Starting at the line that contains "Target = fuchsia flower", restate every line word for word through the end of the entries.

Dataset entries:
----

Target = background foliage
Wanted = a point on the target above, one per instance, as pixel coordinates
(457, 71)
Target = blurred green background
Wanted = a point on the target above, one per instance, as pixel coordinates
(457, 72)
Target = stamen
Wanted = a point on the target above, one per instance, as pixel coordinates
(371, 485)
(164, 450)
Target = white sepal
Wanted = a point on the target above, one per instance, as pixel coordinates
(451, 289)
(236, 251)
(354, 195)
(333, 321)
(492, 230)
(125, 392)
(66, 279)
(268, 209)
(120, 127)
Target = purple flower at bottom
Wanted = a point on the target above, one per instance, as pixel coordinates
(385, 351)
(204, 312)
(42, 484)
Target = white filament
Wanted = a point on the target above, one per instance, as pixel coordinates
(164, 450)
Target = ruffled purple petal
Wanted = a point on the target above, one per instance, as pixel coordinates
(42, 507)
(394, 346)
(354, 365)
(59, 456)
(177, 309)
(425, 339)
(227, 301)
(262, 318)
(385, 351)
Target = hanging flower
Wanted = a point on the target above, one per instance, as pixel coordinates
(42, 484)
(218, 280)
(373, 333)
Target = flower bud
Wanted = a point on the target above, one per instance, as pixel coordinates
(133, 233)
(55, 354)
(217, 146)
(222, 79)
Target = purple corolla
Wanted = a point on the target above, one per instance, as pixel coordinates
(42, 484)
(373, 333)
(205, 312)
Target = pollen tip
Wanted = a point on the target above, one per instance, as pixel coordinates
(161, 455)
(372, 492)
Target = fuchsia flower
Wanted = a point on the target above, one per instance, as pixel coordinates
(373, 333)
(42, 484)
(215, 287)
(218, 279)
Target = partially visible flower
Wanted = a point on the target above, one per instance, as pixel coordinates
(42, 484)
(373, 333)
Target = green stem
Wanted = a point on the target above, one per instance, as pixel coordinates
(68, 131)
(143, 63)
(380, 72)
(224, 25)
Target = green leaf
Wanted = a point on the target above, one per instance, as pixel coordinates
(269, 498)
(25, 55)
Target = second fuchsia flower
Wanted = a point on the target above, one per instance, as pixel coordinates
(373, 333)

----

**SOLUTION TO THIS TASK**
Target = fuchsia flower
Wanted = a point on the target above, one per instance, as pixel coordinates
(373, 333)
(42, 484)
(215, 287)
(218, 279)
Target = partially visible flower
Wanted = a point on the target above, one per instance, as pixel coordinates
(42, 484)
(373, 333)
Target = green stem
Wanted = a point on the target above, one per instance, as pixel coordinates
(68, 131)
(143, 63)
(380, 72)
(224, 25)
Target = green leaf
Wanted = a point on the target above, one per instance, as pixel coordinates
(269, 498)
(25, 55)
Target = second fuchsia flower
Wanted = a point on the target above, one per instance, as pixel coordinates
(373, 333)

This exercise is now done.